=== Aim of the exercise ===
Copy out all of the material exactly.

─── Items

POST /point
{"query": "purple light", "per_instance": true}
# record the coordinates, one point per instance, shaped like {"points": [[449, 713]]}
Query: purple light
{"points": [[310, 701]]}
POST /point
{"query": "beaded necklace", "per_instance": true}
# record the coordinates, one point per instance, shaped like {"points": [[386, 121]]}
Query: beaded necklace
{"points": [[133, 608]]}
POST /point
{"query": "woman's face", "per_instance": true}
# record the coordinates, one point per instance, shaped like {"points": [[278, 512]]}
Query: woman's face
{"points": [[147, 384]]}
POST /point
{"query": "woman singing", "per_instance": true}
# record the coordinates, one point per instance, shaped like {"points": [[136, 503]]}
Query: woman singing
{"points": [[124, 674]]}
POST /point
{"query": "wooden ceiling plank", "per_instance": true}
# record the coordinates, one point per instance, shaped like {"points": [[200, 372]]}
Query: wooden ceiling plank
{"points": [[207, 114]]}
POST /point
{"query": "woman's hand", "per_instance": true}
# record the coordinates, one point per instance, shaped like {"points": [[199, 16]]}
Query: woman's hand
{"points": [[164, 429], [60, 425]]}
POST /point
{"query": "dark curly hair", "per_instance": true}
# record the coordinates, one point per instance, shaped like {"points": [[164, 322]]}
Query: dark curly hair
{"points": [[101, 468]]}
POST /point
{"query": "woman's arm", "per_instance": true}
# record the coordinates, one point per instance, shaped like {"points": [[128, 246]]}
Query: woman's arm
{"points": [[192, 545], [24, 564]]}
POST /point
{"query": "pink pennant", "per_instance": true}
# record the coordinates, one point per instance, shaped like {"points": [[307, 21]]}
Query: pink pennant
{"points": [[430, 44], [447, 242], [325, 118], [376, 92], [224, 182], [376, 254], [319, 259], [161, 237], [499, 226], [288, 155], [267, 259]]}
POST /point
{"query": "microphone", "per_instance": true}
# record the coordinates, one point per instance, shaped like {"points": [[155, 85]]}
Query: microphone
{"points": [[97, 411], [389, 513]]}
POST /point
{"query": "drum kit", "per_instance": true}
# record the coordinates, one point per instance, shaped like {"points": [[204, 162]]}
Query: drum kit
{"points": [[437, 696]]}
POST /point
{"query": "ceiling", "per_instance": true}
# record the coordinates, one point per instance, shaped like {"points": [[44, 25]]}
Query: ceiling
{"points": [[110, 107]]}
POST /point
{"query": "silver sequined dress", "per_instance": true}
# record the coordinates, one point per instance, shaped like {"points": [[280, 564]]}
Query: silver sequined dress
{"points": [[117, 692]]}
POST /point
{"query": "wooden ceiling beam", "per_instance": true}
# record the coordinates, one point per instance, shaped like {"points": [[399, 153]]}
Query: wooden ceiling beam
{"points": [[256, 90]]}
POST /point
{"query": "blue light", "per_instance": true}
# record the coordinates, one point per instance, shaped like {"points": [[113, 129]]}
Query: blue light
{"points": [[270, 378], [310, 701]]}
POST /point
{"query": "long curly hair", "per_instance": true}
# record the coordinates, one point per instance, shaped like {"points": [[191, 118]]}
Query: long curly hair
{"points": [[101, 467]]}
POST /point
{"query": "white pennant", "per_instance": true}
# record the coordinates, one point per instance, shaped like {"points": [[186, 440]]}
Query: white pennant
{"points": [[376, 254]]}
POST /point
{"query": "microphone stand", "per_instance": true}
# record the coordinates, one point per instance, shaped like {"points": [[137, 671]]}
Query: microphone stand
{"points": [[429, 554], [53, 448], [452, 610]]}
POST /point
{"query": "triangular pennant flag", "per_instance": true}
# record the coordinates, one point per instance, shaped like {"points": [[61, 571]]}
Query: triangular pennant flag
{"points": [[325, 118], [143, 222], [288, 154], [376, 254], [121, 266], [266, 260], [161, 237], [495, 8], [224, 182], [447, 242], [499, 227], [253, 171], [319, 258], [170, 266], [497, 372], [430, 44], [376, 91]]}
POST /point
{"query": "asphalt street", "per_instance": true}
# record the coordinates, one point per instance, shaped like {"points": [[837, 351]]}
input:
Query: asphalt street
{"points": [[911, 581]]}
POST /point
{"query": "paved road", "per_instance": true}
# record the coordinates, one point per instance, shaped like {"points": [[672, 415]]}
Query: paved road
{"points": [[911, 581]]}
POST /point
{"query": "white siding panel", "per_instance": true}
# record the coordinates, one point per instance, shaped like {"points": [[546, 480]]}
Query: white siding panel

──────

=== Finished answer ===
POST /point
{"query": "purple light", "per_instance": true}
# record the coordinates, one point per instance, shaped like {"points": [[449, 713]]}
Query: purple light
{"points": [[310, 701]]}
POST /point
{"query": "beaded necklace", "per_instance": true}
# record the coordinates, one point per instance, shaped like {"points": [[386, 121]]}
Query: beaded necklace
{"points": [[133, 608]]}
POST /point
{"query": "woman's face", "per_instance": true}
# record the coordinates, one point per instance, shaped like {"points": [[278, 512]]}
Query: woman's face
{"points": [[147, 384]]}
POST /point
{"query": "woman singing", "per_instance": true}
# record the coordinates, one point per instance, shaped like {"points": [[136, 503]]}
Query: woman singing
{"points": [[124, 674]]}
POST /point
{"query": "wooden ceiling plank", "per_instance": true}
# record the coordinates, one point per instance, shaped like {"points": [[200, 372]]}
Query: wooden ceiling plank
{"points": [[207, 114]]}
POST /point
{"query": "woman's hand", "per_instance": true}
# record the coordinates, one point per instance, shaped like {"points": [[199, 16]]}
Query: woman's hand
{"points": [[164, 429], [60, 425]]}
POST /point
{"query": "dark curly hair", "per_instance": true}
# record the coordinates, one point per instance, shaped like {"points": [[164, 322]]}
Query: dark curly hair
{"points": [[101, 468]]}
POST /point
{"query": "woman's arm", "per_instance": true}
# record the coordinates, one point per instance, shaped like {"points": [[128, 246]]}
Query: woman's arm
{"points": [[192, 545], [24, 564]]}
POST /point
{"query": "pink pennant", "per_instance": true}
# record the coordinates, one point per instance, shaped like {"points": [[307, 21]]}
Query: pink pennant
{"points": [[430, 44], [447, 242], [325, 118], [376, 92], [224, 182], [376, 254], [319, 259], [161, 237], [499, 226], [288, 155], [267, 259]]}
POST /point
{"query": "microphone", "per_instance": true}
# record the coordinates, one point per instance, shaped like {"points": [[155, 85]]}
Query: microphone
{"points": [[97, 411], [389, 513]]}
POST /point
{"query": "drum kit", "per_instance": true}
# record the coordinates, one point per instance, shaped like {"points": [[204, 162]]}
Query: drum kit
{"points": [[437, 696]]}
POST /point
{"query": "ceiling", "per_instance": true}
# record the coordinates, one point per instance, shaped like {"points": [[44, 25]]}
Query: ceiling
{"points": [[110, 107]]}
POST /point
{"query": "silver sequined dress", "per_instance": true}
# record the coordinates, one point per instance, shaped like {"points": [[280, 564]]}
Query: silver sequined dress
{"points": [[117, 692]]}
POST /point
{"query": "wooden ceiling beam", "per_instance": true}
# record the coordinates, one point per instance, shaped like {"points": [[399, 153]]}
Query: wooden ceiling beam
{"points": [[256, 90]]}
POST /point
{"query": "blue light", "per_instance": true}
# record the coordinates, one point per instance, shaped like {"points": [[113, 129]]}
Query: blue light
{"points": [[270, 378], [310, 701]]}
POST /point
{"query": "long curly hair", "per_instance": true}
# record the coordinates, one point per instance, shaped like {"points": [[191, 118]]}
Query: long curly hair
{"points": [[101, 467]]}
POST /point
{"query": "white pennant", "per_instance": true}
# record the coordinates, one point per instance, shaped like {"points": [[186, 440]]}
Query: white pennant
{"points": [[376, 254]]}
POST /point
{"query": "microphone stand", "per_instance": true}
# record the coordinates, one point per instance, shaped like {"points": [[137, 671]]}
Query: microphone stand
{"points": [[429, 554], [53, 448], [452, 610]]}
POST /point
{"query": "triangular pennant flag", "per_instance": true}
# record the coordinates, one point per instance, shaped like {"points": [[61, 571]]}
Query: triangular pennant flag
{"points": [[325, 118], [143, 222], [288, 154], [376, 254], [121, 266], [266, 260], [161, 237], [495, 8], [224, 182], [447, 242], [499, 227], [253, 171], [319, 258], [170, 266], [497, 372], [430, 44], [376, 91]]}
POST /point
{"query": "asphalt street", "per_instance": true}
# record the coordinates, one point per instance, shaped like {"points": [[837, 351]]}
input:
Query: asphalt street
{"points": [[911, 581]]}
POST /point
{"query": "paved road", "per_instance": true}
# record the coordinates, one point per instance, shaped like {"points": [[672, 415]]}
Query: paved road
{"points": [[911, 581]]}
POST /point
{"query": "white siding panel", "per_instance": true}
# record the coordinates, one point per instance, shaped like {"points": [[546, 480]]}
Query: white siding panel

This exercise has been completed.